## DIRECTION
From the data below, pull out every line that contains the string "door" and copy each one unchanged.

[Labeled box records]
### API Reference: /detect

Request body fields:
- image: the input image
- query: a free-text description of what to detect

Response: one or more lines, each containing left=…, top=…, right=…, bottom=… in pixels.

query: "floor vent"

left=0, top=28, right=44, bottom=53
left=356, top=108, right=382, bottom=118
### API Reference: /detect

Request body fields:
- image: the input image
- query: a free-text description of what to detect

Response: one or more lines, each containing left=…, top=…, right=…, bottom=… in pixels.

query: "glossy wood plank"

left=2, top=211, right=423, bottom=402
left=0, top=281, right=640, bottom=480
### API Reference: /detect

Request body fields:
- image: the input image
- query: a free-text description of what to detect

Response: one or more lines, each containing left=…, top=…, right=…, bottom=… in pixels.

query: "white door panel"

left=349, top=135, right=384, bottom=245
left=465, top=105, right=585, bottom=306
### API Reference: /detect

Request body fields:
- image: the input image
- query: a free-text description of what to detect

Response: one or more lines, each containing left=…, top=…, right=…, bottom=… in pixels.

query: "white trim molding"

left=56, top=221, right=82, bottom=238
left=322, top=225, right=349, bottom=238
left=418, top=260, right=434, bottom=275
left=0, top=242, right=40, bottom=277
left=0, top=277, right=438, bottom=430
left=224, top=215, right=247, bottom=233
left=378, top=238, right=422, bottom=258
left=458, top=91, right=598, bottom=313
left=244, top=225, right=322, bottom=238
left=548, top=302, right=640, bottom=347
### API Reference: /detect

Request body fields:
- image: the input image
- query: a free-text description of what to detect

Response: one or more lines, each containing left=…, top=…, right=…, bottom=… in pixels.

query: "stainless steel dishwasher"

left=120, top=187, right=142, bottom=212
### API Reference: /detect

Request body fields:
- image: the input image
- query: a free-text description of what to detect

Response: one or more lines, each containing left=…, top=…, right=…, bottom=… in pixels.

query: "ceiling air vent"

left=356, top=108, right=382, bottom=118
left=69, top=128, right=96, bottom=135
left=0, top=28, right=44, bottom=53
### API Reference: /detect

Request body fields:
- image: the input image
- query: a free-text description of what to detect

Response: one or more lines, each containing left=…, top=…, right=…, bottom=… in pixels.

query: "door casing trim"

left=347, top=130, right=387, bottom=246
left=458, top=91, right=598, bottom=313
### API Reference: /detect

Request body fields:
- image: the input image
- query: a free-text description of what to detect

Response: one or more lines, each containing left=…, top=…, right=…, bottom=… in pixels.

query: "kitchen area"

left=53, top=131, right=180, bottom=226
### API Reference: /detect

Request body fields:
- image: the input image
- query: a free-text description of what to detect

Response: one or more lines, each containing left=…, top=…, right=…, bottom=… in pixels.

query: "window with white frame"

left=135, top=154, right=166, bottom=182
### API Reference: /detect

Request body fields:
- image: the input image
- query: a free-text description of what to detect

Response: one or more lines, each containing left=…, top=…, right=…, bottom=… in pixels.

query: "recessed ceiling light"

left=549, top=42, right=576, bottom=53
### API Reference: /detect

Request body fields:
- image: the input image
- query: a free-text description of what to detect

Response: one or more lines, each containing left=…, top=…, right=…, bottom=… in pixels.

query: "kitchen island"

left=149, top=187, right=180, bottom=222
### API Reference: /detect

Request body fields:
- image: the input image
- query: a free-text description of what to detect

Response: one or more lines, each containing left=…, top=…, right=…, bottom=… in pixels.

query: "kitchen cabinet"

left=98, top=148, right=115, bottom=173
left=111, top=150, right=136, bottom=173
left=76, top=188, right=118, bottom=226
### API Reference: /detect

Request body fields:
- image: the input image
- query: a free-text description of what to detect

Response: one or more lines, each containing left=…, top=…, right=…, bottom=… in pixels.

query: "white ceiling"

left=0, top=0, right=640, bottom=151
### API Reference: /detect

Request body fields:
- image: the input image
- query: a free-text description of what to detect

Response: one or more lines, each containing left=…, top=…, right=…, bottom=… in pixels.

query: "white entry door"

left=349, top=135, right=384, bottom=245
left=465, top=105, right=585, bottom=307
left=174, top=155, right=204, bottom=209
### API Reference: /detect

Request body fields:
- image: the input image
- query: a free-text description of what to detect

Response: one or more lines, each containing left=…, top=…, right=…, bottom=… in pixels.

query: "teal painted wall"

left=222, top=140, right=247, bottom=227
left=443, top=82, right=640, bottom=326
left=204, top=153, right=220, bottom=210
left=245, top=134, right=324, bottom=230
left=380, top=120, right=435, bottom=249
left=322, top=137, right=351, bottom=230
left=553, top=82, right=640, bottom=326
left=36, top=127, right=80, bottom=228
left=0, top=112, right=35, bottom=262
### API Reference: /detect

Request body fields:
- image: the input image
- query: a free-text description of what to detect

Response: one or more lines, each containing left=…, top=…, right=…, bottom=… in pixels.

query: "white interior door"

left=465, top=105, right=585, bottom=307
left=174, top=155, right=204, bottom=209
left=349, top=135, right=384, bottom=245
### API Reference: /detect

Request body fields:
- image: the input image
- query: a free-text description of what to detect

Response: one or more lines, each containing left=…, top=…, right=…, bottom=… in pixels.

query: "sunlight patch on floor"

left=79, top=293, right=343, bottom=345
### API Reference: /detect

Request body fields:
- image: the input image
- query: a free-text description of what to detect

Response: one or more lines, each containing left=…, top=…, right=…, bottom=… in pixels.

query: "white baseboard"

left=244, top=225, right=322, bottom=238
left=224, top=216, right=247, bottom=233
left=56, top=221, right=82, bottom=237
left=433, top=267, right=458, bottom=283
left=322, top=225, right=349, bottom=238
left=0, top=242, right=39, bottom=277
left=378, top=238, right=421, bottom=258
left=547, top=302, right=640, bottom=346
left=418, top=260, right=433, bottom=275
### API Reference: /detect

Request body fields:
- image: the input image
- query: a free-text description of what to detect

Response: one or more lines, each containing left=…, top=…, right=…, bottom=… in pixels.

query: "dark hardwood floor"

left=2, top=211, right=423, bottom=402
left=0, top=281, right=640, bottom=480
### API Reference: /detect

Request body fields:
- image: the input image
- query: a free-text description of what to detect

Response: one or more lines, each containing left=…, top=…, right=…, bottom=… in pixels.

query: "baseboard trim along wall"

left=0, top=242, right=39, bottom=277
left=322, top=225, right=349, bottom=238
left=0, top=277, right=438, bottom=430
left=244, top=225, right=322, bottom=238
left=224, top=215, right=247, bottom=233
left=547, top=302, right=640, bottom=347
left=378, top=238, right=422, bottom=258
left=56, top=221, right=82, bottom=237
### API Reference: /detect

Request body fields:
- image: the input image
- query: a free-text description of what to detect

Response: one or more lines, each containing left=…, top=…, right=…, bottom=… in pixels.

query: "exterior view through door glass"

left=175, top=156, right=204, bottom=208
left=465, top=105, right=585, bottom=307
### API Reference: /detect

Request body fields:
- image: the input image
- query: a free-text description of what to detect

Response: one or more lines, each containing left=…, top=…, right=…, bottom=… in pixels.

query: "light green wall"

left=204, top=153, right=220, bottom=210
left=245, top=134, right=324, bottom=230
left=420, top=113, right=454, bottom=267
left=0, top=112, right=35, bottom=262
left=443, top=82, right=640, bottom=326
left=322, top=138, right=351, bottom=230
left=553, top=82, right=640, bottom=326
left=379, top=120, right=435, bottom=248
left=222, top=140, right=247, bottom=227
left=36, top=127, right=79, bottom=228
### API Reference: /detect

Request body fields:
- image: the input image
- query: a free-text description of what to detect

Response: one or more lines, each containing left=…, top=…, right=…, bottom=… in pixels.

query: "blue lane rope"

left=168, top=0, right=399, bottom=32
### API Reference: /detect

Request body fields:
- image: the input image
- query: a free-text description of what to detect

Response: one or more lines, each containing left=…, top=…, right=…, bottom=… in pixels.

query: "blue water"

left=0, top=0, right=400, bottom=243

## WRITTEN SOLUTION
query: "white door panel"
query: "door casing trim"
query: "white entry door"
query: "white interior door"
query: "exterior view through door glass"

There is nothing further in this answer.